Collected data
######

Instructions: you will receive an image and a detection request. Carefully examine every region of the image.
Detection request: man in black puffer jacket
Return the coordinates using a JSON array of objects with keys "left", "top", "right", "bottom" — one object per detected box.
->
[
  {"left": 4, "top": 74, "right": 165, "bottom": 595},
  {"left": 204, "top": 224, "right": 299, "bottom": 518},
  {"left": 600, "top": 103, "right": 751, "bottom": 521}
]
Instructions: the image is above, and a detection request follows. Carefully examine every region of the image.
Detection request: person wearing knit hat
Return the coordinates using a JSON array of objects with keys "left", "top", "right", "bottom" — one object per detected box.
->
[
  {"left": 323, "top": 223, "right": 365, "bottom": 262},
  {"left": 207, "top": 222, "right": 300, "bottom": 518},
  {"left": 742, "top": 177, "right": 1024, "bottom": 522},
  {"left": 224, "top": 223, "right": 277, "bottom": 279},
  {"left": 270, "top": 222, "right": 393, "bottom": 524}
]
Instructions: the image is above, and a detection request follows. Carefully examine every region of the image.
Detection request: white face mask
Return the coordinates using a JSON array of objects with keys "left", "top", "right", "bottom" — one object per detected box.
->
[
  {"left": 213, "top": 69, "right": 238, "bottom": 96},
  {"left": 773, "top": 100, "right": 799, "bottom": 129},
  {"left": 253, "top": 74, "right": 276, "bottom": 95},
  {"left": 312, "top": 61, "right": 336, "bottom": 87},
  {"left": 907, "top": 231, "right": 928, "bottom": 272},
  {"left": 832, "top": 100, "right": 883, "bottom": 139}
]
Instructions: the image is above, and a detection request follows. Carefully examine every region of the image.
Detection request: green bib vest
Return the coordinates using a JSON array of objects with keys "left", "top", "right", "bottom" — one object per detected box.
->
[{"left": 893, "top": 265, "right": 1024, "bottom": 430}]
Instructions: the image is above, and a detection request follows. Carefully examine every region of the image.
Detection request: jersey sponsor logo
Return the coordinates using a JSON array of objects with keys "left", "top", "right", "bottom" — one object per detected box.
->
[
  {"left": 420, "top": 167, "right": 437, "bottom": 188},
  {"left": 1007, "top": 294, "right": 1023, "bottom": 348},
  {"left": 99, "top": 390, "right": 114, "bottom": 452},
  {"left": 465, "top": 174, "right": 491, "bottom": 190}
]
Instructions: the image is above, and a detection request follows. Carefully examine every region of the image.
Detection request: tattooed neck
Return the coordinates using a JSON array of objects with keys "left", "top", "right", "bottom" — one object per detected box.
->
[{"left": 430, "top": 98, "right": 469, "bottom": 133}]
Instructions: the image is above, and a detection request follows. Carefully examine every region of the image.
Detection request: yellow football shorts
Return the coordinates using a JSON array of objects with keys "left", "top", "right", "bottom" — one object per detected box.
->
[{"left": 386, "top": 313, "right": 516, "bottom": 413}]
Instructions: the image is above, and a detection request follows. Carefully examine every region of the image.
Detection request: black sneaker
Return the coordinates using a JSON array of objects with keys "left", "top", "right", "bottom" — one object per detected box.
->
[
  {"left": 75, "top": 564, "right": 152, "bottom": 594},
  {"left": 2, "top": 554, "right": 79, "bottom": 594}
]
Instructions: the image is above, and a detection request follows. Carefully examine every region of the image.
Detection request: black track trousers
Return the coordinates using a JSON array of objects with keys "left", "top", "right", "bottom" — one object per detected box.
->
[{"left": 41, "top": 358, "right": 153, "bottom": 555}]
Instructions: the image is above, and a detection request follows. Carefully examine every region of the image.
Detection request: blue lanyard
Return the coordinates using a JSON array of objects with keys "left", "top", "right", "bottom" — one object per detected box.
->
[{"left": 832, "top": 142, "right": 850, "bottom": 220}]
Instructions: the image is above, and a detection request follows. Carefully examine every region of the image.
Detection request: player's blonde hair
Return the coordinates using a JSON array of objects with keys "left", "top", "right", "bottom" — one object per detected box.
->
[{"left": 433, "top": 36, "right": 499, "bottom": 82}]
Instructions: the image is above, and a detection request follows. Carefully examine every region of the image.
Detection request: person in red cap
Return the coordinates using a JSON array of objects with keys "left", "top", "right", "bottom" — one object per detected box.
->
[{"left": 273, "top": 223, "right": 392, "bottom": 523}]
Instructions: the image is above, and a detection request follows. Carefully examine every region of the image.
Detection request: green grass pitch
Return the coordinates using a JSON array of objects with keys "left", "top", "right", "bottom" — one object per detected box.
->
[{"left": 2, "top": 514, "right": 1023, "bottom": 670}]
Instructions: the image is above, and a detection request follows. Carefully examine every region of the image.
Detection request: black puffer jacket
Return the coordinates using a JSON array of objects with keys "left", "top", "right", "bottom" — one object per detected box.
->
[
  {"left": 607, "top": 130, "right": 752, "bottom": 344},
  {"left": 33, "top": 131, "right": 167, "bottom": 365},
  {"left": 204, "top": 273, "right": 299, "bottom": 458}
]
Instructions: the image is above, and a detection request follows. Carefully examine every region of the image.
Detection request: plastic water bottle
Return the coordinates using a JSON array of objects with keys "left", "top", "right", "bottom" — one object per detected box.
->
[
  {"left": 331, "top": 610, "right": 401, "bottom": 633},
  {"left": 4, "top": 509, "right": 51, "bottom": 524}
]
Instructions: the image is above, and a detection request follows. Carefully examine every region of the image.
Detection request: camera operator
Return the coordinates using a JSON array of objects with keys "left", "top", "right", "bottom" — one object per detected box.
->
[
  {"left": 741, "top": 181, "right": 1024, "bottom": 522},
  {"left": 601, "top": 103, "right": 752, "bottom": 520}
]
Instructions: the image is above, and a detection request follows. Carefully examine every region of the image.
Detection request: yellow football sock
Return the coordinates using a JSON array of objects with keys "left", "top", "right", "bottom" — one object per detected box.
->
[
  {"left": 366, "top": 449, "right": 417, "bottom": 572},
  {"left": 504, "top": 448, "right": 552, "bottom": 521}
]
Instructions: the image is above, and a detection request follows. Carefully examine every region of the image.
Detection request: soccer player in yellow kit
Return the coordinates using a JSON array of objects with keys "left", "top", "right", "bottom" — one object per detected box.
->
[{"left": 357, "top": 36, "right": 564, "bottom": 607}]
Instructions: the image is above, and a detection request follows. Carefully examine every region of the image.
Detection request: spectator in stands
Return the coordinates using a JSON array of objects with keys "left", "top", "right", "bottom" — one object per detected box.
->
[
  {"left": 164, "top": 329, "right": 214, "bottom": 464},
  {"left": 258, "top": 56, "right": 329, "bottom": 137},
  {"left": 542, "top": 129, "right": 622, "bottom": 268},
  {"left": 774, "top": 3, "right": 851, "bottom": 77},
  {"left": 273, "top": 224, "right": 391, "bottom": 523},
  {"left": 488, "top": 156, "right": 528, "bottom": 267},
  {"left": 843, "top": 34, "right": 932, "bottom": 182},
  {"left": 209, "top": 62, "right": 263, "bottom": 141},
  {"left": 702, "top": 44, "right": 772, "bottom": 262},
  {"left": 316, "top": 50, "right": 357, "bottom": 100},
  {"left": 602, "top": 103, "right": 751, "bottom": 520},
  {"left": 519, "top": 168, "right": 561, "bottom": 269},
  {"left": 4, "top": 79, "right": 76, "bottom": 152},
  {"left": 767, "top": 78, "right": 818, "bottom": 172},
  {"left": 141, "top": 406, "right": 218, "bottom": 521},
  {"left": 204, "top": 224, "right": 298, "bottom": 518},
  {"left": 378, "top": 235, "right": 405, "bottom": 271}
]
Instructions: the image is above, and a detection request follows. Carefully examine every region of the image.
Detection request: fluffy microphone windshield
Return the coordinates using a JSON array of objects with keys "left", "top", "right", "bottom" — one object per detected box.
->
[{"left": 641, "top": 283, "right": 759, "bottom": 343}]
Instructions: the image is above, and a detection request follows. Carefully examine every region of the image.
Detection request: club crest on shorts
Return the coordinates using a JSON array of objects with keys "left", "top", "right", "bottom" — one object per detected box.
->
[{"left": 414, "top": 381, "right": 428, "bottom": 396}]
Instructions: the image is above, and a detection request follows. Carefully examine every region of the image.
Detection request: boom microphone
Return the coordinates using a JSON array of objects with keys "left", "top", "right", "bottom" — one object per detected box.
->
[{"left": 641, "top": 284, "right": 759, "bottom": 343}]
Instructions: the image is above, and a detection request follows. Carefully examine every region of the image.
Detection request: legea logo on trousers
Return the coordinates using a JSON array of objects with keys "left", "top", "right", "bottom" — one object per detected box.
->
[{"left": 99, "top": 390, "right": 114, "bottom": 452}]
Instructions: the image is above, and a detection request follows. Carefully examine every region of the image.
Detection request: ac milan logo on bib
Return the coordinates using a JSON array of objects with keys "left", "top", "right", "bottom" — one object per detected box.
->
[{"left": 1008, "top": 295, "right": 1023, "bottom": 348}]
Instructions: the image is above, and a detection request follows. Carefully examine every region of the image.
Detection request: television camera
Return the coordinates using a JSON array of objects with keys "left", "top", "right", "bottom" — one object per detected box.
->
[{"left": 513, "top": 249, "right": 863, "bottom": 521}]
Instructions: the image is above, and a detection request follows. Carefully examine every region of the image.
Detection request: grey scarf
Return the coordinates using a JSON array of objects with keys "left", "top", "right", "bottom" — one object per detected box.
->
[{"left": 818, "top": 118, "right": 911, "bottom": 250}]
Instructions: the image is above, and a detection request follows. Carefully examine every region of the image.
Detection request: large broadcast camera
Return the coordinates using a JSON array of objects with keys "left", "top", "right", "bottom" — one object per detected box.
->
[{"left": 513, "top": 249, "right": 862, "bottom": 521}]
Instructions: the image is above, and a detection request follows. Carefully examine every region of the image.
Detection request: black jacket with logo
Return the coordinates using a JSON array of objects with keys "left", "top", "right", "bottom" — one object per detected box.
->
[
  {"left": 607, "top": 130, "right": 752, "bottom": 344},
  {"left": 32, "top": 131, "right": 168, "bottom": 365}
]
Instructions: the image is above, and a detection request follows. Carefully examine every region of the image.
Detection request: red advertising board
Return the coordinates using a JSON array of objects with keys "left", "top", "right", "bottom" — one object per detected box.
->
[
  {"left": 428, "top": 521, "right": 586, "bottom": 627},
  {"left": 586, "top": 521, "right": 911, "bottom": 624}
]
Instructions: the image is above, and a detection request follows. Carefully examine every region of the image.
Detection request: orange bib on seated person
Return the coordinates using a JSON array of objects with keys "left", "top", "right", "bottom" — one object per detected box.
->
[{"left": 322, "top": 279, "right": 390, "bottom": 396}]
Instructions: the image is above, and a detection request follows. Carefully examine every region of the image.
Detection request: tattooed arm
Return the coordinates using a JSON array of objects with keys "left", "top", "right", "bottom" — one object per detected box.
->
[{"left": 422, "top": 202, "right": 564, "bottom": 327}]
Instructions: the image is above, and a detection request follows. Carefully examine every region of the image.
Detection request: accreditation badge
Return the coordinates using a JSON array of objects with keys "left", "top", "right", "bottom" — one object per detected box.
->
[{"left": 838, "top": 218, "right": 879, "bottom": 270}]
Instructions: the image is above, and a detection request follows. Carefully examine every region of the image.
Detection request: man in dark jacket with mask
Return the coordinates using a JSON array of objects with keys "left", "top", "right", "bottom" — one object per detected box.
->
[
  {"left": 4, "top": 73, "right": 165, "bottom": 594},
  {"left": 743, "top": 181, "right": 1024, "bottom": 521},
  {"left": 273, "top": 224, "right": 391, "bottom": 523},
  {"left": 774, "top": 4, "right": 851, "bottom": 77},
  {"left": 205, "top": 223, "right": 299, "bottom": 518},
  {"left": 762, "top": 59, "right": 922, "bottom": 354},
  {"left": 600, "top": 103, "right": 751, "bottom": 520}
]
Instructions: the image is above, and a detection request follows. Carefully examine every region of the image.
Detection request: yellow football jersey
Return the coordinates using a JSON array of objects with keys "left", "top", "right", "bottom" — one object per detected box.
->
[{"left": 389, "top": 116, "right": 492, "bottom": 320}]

######

_WHAT THE EXERCISE ASKS_
The answer is to be a bare number, showing how many lines of the records contain "person".

_TASK RESPONSE_
3